* **REQUIRED WORK**: Transcribe the records below exactly, covering only the stretch from the line that contains "Place one point per instance of the man's eyebrow." through the line that contains "Place one point per instance of the black cushion.", with both of those lines included.

* **LISTED ENTRIES**:

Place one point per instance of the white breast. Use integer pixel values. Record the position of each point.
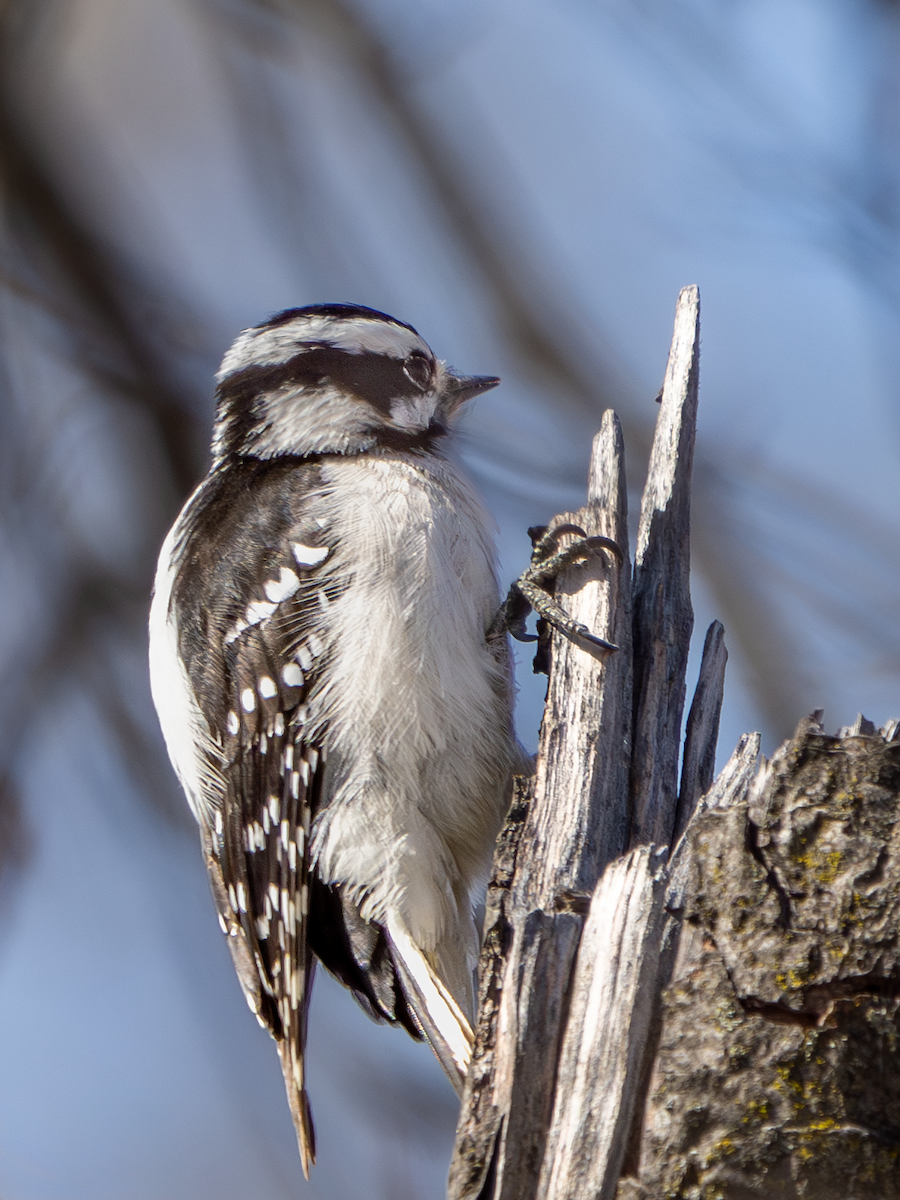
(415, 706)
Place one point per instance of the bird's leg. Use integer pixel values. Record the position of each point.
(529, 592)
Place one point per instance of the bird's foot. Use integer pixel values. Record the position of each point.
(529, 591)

* * *

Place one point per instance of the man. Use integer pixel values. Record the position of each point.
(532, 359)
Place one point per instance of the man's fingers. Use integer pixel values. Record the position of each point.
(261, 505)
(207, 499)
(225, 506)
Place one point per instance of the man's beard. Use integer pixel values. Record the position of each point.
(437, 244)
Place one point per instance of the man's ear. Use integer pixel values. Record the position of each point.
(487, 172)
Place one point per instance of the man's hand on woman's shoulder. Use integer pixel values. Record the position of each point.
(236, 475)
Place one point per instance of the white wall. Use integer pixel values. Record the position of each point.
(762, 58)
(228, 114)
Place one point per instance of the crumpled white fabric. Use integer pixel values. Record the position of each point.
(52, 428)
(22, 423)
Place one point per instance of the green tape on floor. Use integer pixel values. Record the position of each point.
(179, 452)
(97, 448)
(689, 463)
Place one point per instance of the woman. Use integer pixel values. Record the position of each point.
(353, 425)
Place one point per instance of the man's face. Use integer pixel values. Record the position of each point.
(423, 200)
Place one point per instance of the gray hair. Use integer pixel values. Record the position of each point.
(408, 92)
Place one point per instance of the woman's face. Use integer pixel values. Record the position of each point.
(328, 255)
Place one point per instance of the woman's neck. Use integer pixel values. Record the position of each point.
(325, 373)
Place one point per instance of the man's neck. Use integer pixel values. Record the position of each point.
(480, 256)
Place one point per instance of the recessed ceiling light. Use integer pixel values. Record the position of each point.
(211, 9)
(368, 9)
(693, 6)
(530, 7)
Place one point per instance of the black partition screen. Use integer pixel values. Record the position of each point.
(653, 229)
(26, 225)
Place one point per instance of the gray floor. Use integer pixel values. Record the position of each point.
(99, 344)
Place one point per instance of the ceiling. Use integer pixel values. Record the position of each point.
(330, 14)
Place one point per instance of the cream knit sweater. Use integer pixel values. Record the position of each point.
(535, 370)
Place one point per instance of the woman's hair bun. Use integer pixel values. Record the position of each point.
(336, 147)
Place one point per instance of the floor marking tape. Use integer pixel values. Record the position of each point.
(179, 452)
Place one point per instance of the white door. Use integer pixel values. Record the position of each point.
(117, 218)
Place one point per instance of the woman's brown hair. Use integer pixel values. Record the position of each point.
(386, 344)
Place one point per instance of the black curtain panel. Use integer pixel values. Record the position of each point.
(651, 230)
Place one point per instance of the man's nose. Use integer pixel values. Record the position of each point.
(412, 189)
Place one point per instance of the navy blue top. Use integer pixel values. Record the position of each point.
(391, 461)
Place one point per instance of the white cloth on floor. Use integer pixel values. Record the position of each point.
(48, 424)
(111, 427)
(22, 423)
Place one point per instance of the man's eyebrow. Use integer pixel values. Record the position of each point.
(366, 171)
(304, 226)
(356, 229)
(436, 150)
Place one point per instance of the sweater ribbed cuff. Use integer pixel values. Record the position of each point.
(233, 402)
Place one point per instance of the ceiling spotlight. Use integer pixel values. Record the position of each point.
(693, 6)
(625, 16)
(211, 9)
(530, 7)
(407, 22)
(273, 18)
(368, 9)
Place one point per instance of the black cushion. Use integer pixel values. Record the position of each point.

==

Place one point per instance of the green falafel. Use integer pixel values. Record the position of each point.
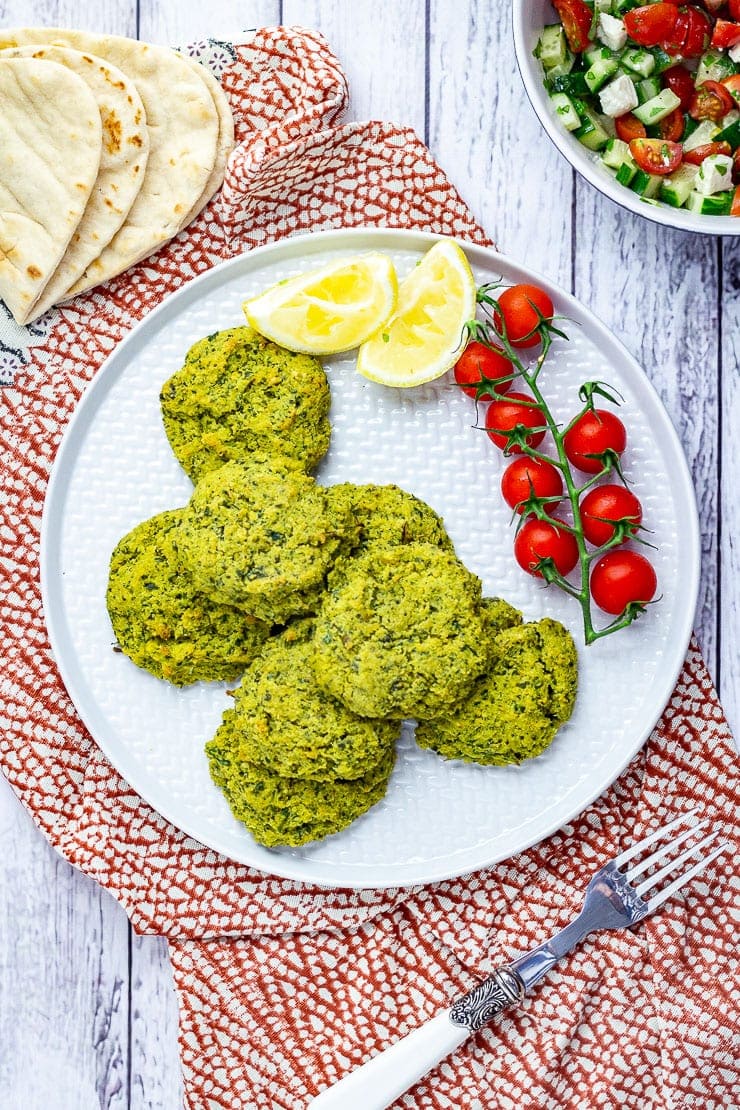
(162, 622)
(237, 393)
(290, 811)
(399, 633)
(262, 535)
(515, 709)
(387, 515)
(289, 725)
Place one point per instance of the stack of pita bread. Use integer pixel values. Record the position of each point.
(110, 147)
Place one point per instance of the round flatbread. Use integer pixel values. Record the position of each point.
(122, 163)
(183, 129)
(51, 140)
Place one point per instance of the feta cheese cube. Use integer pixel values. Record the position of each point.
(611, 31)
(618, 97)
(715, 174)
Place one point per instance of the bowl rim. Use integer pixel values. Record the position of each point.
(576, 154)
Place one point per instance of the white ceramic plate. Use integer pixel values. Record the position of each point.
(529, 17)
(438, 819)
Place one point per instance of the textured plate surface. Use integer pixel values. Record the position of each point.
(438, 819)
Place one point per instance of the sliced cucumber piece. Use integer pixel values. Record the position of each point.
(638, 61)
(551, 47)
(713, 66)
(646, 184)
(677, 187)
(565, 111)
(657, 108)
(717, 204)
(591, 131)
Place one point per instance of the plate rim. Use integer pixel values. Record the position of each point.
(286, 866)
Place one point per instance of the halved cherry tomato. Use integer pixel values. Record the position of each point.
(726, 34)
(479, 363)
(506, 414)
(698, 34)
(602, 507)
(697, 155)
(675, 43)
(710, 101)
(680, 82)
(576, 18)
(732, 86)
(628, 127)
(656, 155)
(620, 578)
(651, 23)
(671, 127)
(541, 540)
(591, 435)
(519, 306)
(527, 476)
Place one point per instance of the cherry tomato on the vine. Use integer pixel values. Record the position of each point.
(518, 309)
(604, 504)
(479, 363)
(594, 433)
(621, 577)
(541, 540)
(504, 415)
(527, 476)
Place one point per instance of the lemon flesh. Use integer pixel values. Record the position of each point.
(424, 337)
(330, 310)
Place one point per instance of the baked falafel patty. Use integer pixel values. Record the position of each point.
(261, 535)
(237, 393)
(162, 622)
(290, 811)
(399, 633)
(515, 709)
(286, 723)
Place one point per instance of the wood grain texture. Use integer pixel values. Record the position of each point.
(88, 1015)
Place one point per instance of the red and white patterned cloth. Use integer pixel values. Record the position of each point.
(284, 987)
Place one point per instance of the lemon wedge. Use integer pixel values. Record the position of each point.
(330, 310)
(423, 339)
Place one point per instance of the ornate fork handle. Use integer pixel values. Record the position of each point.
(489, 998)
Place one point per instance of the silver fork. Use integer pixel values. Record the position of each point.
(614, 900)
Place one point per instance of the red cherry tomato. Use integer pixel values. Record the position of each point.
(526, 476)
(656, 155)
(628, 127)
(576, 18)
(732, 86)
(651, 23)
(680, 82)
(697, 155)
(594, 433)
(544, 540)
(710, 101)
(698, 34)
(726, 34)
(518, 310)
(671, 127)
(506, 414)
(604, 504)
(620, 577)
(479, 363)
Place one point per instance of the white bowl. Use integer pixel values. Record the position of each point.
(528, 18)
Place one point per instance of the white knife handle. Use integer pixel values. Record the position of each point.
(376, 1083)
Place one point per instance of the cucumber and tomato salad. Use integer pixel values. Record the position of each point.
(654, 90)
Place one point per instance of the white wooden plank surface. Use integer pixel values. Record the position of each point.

* **WRITTEN SOLUTION**:
Place one point per instance of the man's eyebrow. Use integer pixel values. Record the position of each point.
(366, 171)
(304, 226)
(356, 229)
(436, 150)
Place one point per instance of the sweater ribbed cuff. Use integer pixel values. Record the position of each point.
(233, 402)
Place one point per instance of the ceiling spotlight. Use integer pixel values. Record the position of each point.
(693, 6)
(625, 16)
(211, 9)
(530, 7)
(407, 22)
(273, 18)
(368, 9)
Place one point per instance of the black cushion. Use integer pixel values. Record the position of each point.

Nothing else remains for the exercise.